> _Exercise_
Please copy each line of the data that includes the string "collar".

> _Extracted information_

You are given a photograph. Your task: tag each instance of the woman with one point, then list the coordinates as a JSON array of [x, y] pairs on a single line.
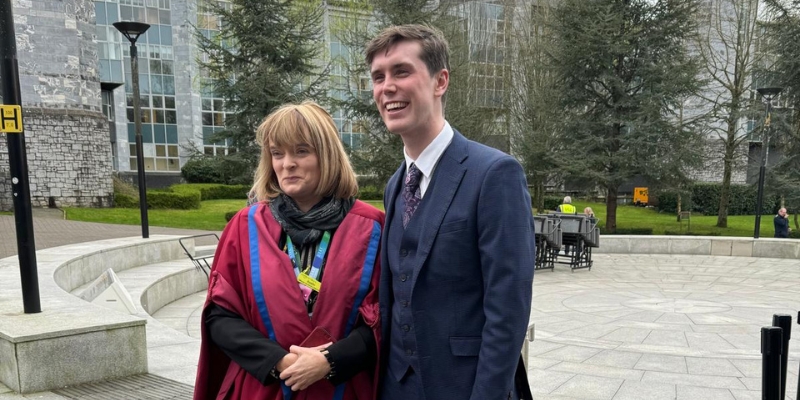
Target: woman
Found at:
[[292, 306]]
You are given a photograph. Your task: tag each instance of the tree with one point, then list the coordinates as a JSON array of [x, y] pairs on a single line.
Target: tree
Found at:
[[537, 120], [258, 55], [625, 69], [784, 48], [726, 44]]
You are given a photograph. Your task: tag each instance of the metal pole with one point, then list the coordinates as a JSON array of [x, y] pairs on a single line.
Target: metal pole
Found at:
[[784, 321], [762, 170], [771, 343], [23, 218], [139, 151]]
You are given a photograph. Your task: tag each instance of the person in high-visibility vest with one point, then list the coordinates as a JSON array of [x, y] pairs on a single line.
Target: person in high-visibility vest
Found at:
[[567, 207]]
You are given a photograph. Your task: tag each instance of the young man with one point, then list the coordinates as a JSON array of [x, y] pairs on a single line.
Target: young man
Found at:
[[458, 245]]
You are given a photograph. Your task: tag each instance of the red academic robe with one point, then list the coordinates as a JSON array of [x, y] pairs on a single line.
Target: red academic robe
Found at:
[[254, 278]]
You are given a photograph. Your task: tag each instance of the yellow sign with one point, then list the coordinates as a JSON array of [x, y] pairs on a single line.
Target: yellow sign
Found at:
[[10, 119]]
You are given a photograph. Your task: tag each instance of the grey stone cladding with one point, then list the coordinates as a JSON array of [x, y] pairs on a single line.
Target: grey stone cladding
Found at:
[[67, 137], [69, 159]]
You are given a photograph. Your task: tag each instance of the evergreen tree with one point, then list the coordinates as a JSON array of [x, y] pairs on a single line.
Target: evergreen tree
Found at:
[[264, 53], [625, 69]]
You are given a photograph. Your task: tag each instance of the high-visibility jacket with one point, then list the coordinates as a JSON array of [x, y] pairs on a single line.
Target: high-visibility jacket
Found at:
[[567, 209]]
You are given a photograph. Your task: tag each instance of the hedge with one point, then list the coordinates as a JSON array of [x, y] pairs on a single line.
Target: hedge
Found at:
[[161, 200], [703, 198], [225, 192], [173, 200], [229, 215], [369, 193]]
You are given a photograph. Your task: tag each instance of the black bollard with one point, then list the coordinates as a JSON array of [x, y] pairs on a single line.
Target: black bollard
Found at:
[[783, 321], [771, 343]]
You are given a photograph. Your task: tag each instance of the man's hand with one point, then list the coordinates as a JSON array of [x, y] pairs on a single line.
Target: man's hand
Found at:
[[309, 367], [286, 362]]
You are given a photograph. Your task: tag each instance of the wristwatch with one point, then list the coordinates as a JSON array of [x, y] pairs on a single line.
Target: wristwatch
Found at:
[[328, 358]]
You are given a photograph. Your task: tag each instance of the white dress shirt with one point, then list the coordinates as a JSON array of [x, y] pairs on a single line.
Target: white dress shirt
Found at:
[[427, 160]]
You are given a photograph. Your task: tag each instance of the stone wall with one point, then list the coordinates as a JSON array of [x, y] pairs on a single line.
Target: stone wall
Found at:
[[69, 159], [67, 137]]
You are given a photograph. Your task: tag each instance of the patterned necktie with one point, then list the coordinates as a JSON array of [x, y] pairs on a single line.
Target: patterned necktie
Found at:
[[411, 194]]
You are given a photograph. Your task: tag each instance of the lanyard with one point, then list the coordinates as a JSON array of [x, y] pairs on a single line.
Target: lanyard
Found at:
[[316, 265]]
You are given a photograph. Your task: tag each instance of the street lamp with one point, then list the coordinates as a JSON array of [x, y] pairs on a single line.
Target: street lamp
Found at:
[[132, 31], [768, 94]]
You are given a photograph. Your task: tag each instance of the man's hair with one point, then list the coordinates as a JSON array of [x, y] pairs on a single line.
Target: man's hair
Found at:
[[309, 124], [435, 50]]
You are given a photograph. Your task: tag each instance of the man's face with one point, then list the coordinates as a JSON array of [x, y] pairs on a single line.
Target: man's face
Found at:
[[407, 96]]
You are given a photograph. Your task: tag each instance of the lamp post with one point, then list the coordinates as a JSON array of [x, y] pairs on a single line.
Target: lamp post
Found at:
[[768, 94], [132, 31]]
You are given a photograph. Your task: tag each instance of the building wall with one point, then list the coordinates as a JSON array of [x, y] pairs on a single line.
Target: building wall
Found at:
[[67, 139]]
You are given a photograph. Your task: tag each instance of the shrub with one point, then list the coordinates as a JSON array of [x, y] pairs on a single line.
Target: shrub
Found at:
[[126, 201], [173, 200], [667, 201], [225, 192], [690, 233], [369, 193], [705, 200], [630, 231], [229, 170], [202, 170]]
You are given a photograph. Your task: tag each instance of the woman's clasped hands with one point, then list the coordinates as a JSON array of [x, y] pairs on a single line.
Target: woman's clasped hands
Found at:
[[304, 366]]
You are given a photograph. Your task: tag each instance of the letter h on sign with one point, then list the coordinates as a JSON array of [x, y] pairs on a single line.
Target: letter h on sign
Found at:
[[10, 119]]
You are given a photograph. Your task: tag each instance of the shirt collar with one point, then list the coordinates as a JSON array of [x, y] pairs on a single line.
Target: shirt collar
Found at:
[[426, 162]]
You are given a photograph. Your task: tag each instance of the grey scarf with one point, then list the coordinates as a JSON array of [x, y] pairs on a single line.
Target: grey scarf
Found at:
[[305, 228]]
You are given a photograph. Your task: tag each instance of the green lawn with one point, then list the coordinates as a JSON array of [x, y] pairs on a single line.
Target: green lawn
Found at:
[[211, 216], [630, 217]]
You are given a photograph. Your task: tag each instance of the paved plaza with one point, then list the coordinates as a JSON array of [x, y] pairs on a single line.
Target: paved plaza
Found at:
[[633, 327]]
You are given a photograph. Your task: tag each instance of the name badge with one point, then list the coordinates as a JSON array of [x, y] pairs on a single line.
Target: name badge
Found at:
[[309, 282]]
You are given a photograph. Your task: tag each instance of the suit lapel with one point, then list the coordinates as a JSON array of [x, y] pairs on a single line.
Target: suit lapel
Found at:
[[447, 178]]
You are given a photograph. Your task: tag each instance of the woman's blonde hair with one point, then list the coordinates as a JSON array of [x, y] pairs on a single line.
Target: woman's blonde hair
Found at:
[[309, 124]]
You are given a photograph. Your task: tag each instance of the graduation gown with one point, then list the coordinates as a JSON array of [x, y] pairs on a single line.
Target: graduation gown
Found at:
[[254, 278]]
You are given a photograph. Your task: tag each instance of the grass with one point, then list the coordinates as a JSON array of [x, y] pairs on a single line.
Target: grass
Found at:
[[631, 217], [211, 216]]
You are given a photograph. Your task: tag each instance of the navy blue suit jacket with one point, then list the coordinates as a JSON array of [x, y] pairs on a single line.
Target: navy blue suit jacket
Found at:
[[473, 273]]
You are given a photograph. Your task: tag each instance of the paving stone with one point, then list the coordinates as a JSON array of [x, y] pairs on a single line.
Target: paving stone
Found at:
[[545, 381], [717, 382], [594, 386], [660, 362], [614, 358], [636, 390], [694, 393]]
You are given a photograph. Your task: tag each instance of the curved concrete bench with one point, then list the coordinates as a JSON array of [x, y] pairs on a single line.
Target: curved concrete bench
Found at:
[[72, 341], [700, 245]]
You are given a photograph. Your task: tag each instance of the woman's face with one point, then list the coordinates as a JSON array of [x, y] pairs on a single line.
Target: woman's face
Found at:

> _Task output_
You are given a photograph. Your task: tag each instance of the shirt collar with one point, then list the coordinates as a JSON array of [x, y] pairs on a single line.
Target: shirt collar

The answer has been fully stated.